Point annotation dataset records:

>>>

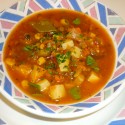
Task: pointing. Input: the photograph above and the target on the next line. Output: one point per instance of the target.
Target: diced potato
(67, 44)
(36, 73)
(25, 84)
(24, 69)
(10, 61)
(76, 52)
(77, 72)
(44, 84)
(79, 79)
(41, 60)
(93, 77)
(57, 91)
(64, 66)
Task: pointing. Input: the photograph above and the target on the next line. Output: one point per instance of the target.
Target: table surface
(115, 5)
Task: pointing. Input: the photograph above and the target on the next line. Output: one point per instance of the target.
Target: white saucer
(12, 115)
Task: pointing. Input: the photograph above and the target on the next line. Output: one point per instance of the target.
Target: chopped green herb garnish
(61, 58)
(77, 21)
(92, 63)
(34, 85)
(75, 93)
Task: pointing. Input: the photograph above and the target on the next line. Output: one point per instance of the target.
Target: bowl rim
(64, 115)
(74, 114)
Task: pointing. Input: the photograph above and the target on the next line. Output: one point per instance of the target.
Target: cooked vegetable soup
(59, 56)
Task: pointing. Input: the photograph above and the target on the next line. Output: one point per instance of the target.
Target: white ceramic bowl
(112, 22)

<<<

Short task:
Update the listing above by replacing every "photograph" with "image", keeping all other text the same. Leave the pictures out of your answer.

Answer to the exercise:
Task: pointing. Input: the image above and the target on the next line. Output: one point per instance of the target.
Target: diced potato
(67, 44)
(36, 73)
(25, 84)
(24, 69)
(10, 61)
(76, 52)
(77, 72)
(44, 84)
(79, 79)
(41, 60)
(93, 77)
(57, 91)
(64, 66)
Task: pointing. Input: the image above and the target on the next line. Output: one point per instance of the target.
Target: table surface
(115, 5)
Task: pointing. Input: the image above and the target on the next line. Output: one point per instance of the target.
Target: white saucer
(12, 115)
Task: pointing. Input: the image above and the target on the next line. Output: one point per instance of the target.
Target: chopped green herb garnish
(61, 58)
(77, 21)
(92, 63)
(34, 85)
(75, 93)
Task: pointing. Input: the image above and the target on the next line. Output: one point per instance of the target.
Target: bowl rim
(64, 115)
(74, 114)
Task: pointing. Input: the image above and the target on the next line. Output: one point per instance of the target.
Target: cooked vegetable soup
(59, 56)
Task: pointing. Input: the image above and the target on the next line. Output: one point per instance of the target.
Target: white ceramic bowl
(112, 22)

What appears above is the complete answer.